### [EXERCISE]
Below is a listing to transcribe in full and exactly; keep the pictures out.

--------------------------------

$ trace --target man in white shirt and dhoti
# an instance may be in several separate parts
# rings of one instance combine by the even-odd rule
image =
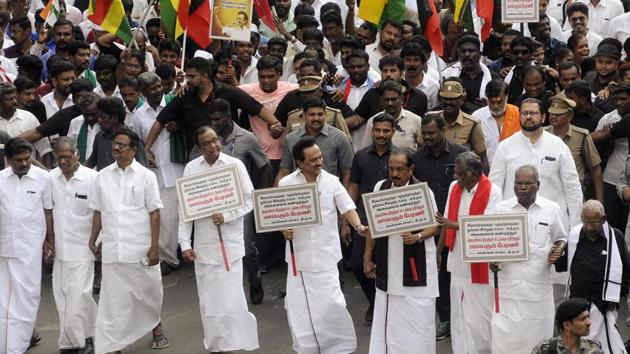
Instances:
[[[291,265],[287,274],[285,309],[293,338],[293,350],[300,354],[344,354],[356,350],[357,339],[346,300],[339,285],[337,262],[341,245],[337,211],[360,233],[361,225],[352,198],[339,177],[322,169],[322,153],[315,140],[304,137],[292,149],[298,169],[283,177],[279,186],[316,183],[322,225],[283,230],[287,241],[293,241],[297,276]],[[286,247],[286,261],[291,263]]]
[[[94,210],[89,245],[103,262],[96,354],[120,353],[151,330],[152,348],[169,345],[160,323],[162,202],[155,174],[134,159],[139,144],[133,131],[119,129],[112,141],[115,162],[99,172],[89,194]]]
[[[53,204],[48,173],[31,165],[33,146],[14,138],[4,149],[9,167],[0,171],[0,353],[22,354],[37,319],[42,249],[52,255]]]
[[[493,289],[487,263],[461,260],[459,217],[484,215],[501,201],[501,189],[483,174],[481,159],[463,152],[455,159],[445,215],[436,215],[442,226],[438,254],[450,249],[446,269],[451,273],[451,343],[453,353],[490,354]]]
[[[497,204],[494,214],[527,213],[529,259],[493,264],[500,268],[501,311],[492,316],[492,352],[530,354],[553,336],[552,264],[562,253],[567,234],[560,207],[538,195],[538,169],[521,166],[514,176],[515,197]]]
[[[376,183],[374,191],[419,183],[412,175],[413,161],[410,150],[392,151],[390,178]],[[430,189],[429,194],[428,202],[437,210]],[[430,227],[377,239],[368,236],[363,264],[366,276],[375,278],[376,285],[371,354],[412,354],[419,348],[422,353],[435,354],[436,231]]]
[[[179,221],[182,257],[187,262],[195,262],[204,347],[210,352],[255,350],[258,328],[256,317],[247,309],[242,261],[245,256],[243,217],[252,210],[254,187],[245,165],[221,152],[221,141],[212,128],[202,126],[195,136],[203,155],[186,165],[184,176],[236,165],[245,202],[239,209],[214,213],[194,222],[184,222],[182,218]],[[191,247],[193,224],[194,248]],[[225,260],[220,235],[225,244]]]
[[[79,150],[69,137],[55,144],[59,167],[50,171],[55,231],[53,295],[59,313],[61,350],[93,347],[96,302],[92,298],[94,255],[89,247],[92,210],[88,207],[95,170],[79,163]]]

--------------------------------

### [RESULT FOR THIS TASK]
$ trace --target man in white shirt and dhoti
# an instance may be in several separate parts
# rings of one instance combine by the even-odd rule
image =
Instances:
[[[291,265],[287,274],[285,309],[293,338],[293,350],[300,354],[344,354],[356,350],[357,339],[346,300],[339,285],[337,262],[341,245],[337,211],[360,233],[361,225],[352,198],[339,177],[322,169],[322,153],[315,140],[304,137],[292,149],[298,169],[283,177],[279,186],[316,183],[322,225],[283,230],[287,241],[293,241],[297,276]],[[286,247],[286,261],[291,263]]]
[[[94,210],[89,245],[103,262],[96,354],[120,353],[151,330],[152,348],[169,345],[160,323],[162,202],[155,174],[134,159],[139,144],[133,131],[119,129],[112,141],[115,162],[99,172],[89,194]]]
[[[53,204],[48,173],[31,165],[33,146],[14,138],[4,149],[9,167],[0,171],[0,353],[22,354],[37,319],[42,249],[52,255]]]
[[[493,289],[487,263],[461,260],[459,217],[484,215],[501,201],[501,189],[483,174],[481,159],[463,152],[455,159],[445,215],[436,215],[442,226],[438,254],[450,249],[446,269],[451,273],[451,343],[453,353],[490,354]]]
[[[497,204],[494,214],[527,213],[529,259],[493,264],[500,268],[501,311],[492,316],[492,352],[530,354],[553,336],[552,264],[562,253],[567,234],[560,207],[538,195],[538,169],[521,166],[514,176],[515,197]]]
[[[376,183],[374,191],[419,183],[412,175],[413,161],[410,150],[392,151],[390,178]],[[430,189],[429,194],[428,202],[437,210]],[[430,227],[377,239],[368,236],[363,264],[366,276],[375,278],[376,285],[371,354],[412,354],[419,348],[422,353],[435,354],[436,231]]]
[[[179,221],[182,257],[187,262],[195,262],[204,347],[210,352],[255,350],[258,328],[256,317],[247,309],[242,261],[245,256],[243,217],[252,210],[254,187],[245,165],[221,152],[221,141],[212,128],[202,126],[195,136],[203,155],[186,165],[184,176],[236,165],[245,202],[239,209],[214,213],[194,222],[184,222],[182,218]],[[191,247],[193,224],[194,248]],[[225,260],[220,235],[225,244]]]
[[[79,150],[69,137],[55,144],[59,167],[50,171],[55,231],[53,295],[59,313],[61,350],[93,347],[96,302],[92,298],[94,255],[89,247],[92,210],[88,207],[95,170],[79,163]]]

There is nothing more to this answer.